- **Text shown**:
Legislators laud her contributions.
“Through Annie’s leadership, the farm continues its tradition of being on the cutting edge of technology and environmental stewardship,” says U.S. Sen. Jeff Sessions, R-Ala.
It’s high praise, but Dee is quick to shake off the accolades. She traces the operation’s success with a straight line back to the people who surround her. “I’m just part of a team,” she says. “Sure, I’m the face most often seen. But this success is because of our excellent team.”
Younger brother Mike Dee shoulders irrigation, nitrogen and grain-handling responsibilities. Her son Jesse More handles spraying, while her son Seth More is the overall farm manager. Zack Powell, another vital link who has been with the operation for about 10 years, is a key machinery operator. Her husband, Ed, is an Extension plant pathologist with Auburn University.
Blood and Soil. Dee’s determination to shape circumstances paved the road to Aliceville—as did two pivotal figures. Fernell Alka, a family friend, ran a ham-and-egg ranch in Mt. Carmel, Ill. When her husband died in a farming accident, Alka took eggs to stores on her own and put her children through college.
“She could have wallowed in misfortune, but instead Alka pressed on,” Dee recalls. J. Roy looms large as a man of vision in Dee’s life: A self-taught farmer, her father adopted irrigation and fertigation in Florida well ahead of his peers.
Dee chose farming—or maybe the profession chose her. “I’ve been blessed and, in turn, I feel I have a moral responsibility to make sure people aren’t hungry,” she says.
Her words are backed by donations to food banks and involvement in a host of humanitarian and food security projects including the Rural Medical Scholars Program through the University of Alabama; the United Soybean Board; and Howard G. Buffett’s Invest an Acre program.
As pivots pump and sprayers roll in the distance, Dee looks across her 10,000-acre Eden and points toward a rolling corn field.
“I farm because I know that’s what God intended me to do,” she says. “When the corn comes off each
fall at harvest, it’s hard to describe how happy it makes me. It’s not complicated. This is the story I’m supposed to tell.”

- **Data**:
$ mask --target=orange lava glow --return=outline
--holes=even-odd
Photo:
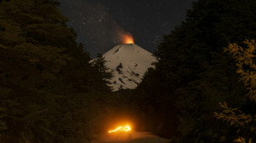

- **Work required**:
Can you continue the piece on farmer Annie Dee, picking up after its last sentence?

- **Result of this task**:
Dee River Ranch At A Glance
Ranch operations are managed (from left) by Annie Dee’s brother, Mike, and her sons, Seth and Jesse. They often push corn yields above 300 bu. per acre.
Operation: Dee River Ranch covers 10,000 acres in western Alabama, with 4,000 acres of
corn and soybeans.
Family: Annie Dee is CEO. Her sons, Jesse and Seth, handle spraying and management. Dee’s brother, Mike, shoulders irrigation and applies nitrogen. Her husband, Ed, is an Extension plant pathologist with Auburn University.
Community: Annie is involved in the Rural Medical Scholars Program through the University of Alabama; United Soybean Board; Howard G. Buffett’s Invest an Acre program; Harvesting the Potential; Alabama Pro Health grant funded by the Centers for Disease Control and Prevention focusing on obesity prevention; and frequent speaking engagements at universities on conservation and energy efficiency.
Technology: Dee is heavily invested in cutting-edge center-pivot irrigation and soil-health technology, agronomic product testing, university field trials and new crop trials.
Ranch Tests New Crops, Products
In addition to growing corn and soybeans, Annie Dee is focused on new crops that have the potential to be big business. She planted 20 acres of millet this year and has contracted with a malter to raise barley
in the fall.
She sees opportunity for bamboo, for example, and is preparing to plant acreage for Resource Fiber, operator of the top bamboo nursery in the U.S.
She is conducting the first U.S. corn trial of N-Fix, a nitrogen-fixation seed coating developed by England-based Azotic Technologies that could reduce nutrient loss in fields.